**Working data**
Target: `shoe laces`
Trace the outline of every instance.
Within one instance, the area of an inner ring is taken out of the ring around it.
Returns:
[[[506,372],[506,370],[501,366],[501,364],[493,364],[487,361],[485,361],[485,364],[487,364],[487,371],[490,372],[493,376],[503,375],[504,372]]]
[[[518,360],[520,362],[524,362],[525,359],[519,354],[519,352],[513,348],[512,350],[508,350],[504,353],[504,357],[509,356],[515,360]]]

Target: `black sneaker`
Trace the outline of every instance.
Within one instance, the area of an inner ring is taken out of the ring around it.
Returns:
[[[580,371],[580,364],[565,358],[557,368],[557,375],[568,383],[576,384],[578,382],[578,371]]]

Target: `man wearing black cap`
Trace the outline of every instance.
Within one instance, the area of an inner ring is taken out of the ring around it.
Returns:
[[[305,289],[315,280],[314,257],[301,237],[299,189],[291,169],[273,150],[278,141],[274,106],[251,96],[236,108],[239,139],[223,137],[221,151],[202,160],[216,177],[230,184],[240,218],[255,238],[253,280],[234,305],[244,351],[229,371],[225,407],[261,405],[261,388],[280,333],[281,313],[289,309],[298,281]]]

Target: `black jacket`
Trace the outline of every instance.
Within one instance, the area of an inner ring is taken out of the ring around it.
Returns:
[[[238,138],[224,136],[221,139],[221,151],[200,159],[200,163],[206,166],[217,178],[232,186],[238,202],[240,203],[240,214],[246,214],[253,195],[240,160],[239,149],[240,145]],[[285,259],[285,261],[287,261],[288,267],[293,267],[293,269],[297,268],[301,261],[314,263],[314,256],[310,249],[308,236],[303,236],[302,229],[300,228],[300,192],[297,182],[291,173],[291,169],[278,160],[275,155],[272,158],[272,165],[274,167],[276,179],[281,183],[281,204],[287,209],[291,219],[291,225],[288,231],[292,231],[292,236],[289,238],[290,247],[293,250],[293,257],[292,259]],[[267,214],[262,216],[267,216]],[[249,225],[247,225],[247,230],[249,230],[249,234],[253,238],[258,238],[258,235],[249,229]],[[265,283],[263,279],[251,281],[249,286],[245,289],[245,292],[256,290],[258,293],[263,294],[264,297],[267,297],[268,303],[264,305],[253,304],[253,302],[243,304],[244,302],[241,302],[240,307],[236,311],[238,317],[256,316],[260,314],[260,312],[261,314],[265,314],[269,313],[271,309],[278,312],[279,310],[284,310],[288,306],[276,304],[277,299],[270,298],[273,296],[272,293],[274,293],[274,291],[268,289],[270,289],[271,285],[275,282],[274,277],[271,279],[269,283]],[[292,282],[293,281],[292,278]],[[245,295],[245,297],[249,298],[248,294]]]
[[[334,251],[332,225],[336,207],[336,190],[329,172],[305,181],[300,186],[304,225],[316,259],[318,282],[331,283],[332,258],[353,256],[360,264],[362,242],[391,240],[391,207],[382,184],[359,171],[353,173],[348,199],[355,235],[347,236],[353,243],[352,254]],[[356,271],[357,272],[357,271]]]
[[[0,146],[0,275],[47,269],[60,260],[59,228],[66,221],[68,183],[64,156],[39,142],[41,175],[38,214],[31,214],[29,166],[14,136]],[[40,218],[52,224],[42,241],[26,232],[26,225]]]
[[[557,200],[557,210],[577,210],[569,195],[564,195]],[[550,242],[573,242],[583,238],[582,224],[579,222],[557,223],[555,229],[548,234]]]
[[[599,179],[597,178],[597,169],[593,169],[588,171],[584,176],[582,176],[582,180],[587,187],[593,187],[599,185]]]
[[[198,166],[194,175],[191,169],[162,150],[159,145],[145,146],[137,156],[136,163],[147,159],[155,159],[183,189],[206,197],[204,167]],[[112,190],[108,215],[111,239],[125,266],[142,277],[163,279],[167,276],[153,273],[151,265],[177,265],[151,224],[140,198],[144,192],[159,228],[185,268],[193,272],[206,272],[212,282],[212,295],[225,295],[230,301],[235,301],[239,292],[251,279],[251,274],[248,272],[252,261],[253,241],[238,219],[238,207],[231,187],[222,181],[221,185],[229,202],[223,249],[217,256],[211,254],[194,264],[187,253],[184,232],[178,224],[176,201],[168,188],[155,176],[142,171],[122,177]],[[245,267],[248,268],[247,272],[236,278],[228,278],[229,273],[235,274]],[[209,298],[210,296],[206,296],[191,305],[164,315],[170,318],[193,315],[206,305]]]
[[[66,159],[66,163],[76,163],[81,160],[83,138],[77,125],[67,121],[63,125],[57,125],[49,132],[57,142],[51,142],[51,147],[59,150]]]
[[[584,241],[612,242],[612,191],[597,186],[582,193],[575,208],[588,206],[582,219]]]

==

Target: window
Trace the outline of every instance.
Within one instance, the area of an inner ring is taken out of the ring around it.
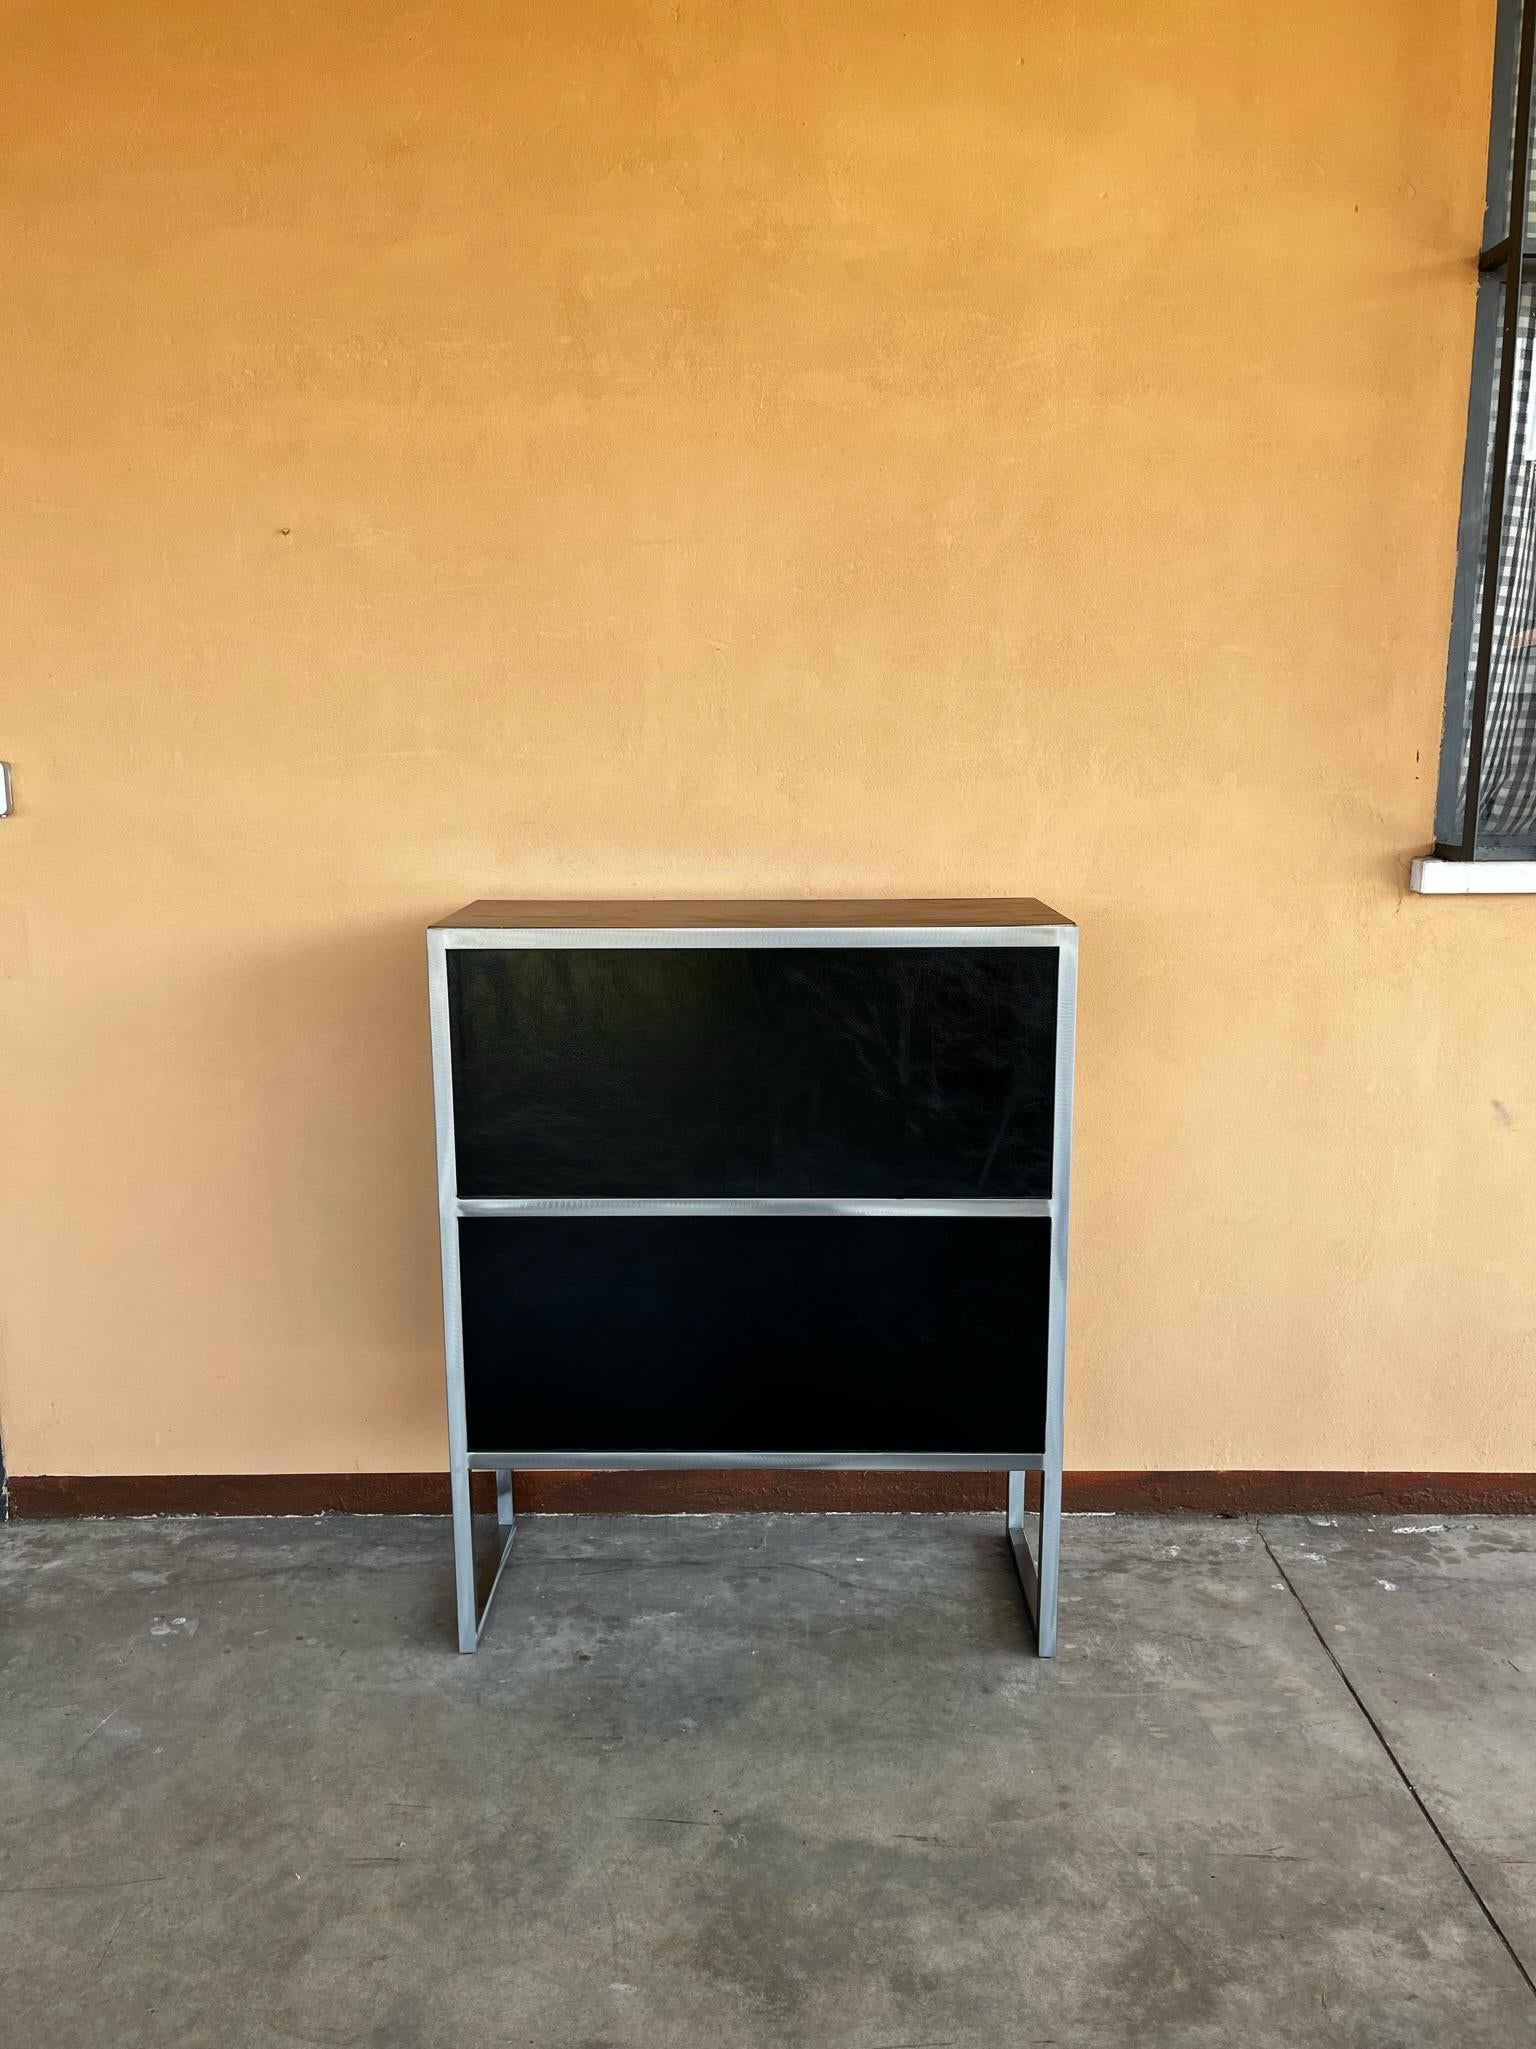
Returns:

* * *

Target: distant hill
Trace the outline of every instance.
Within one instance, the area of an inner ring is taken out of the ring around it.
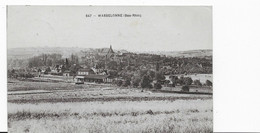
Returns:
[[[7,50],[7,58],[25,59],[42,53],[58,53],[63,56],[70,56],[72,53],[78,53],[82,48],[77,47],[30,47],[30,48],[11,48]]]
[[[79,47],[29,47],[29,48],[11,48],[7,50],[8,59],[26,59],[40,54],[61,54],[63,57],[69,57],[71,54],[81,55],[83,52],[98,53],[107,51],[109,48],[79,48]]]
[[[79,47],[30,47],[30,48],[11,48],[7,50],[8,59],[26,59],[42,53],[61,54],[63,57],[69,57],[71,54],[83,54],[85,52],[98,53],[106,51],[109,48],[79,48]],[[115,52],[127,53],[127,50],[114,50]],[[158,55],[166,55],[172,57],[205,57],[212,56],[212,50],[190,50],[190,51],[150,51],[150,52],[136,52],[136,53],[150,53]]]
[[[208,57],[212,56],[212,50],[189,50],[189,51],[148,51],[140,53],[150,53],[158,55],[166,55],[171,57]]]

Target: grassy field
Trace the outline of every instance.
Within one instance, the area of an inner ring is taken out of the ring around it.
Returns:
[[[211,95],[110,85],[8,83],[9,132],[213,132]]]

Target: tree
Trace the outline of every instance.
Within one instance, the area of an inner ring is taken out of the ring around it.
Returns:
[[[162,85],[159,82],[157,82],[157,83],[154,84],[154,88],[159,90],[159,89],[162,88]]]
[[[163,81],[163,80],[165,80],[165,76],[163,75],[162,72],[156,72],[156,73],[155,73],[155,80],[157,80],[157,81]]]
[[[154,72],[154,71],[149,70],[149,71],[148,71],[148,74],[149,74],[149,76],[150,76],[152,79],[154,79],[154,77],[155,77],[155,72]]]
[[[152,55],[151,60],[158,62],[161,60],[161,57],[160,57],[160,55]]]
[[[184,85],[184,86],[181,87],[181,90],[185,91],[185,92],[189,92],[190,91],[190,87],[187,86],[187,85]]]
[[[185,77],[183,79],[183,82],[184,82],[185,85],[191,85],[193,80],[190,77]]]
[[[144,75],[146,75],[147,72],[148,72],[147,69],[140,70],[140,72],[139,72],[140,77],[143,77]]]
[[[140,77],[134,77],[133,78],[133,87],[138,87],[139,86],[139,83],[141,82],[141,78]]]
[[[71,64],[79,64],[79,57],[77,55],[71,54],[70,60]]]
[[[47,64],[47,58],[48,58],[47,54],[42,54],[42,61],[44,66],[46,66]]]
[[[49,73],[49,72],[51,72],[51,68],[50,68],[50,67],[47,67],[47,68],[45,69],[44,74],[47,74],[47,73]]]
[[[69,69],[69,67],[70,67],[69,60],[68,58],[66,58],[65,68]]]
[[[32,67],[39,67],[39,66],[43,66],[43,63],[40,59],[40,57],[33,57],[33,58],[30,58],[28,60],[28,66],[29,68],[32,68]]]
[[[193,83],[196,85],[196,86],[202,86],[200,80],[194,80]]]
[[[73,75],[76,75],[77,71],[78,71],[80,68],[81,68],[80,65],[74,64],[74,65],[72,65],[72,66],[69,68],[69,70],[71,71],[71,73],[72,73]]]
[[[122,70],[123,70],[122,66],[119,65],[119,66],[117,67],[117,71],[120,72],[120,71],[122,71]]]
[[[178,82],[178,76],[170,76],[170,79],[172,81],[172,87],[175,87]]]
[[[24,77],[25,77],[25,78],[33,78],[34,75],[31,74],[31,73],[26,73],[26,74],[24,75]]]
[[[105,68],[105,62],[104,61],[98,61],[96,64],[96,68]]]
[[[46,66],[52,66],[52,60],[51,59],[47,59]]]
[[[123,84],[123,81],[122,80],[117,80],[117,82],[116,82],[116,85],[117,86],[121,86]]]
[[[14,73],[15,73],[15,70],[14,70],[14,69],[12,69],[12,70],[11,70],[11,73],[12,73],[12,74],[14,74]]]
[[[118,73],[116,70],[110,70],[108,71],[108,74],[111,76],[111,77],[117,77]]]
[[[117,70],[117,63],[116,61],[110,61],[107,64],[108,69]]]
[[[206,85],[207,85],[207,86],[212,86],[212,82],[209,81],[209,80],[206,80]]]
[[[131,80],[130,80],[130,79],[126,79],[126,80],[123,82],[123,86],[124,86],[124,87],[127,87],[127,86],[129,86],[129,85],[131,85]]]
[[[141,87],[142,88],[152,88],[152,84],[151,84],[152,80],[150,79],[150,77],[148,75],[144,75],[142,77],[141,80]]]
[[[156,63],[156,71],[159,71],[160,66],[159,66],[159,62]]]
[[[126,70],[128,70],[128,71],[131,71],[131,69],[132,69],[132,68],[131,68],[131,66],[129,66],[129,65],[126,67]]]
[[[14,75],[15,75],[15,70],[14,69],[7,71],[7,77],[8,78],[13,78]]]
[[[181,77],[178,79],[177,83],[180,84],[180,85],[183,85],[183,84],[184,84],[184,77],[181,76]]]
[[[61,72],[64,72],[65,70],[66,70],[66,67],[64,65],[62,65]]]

**What the exercise asks**
Say only the number of lines of the data above in which the string "Target" occurs.

**Answer to the problem**
8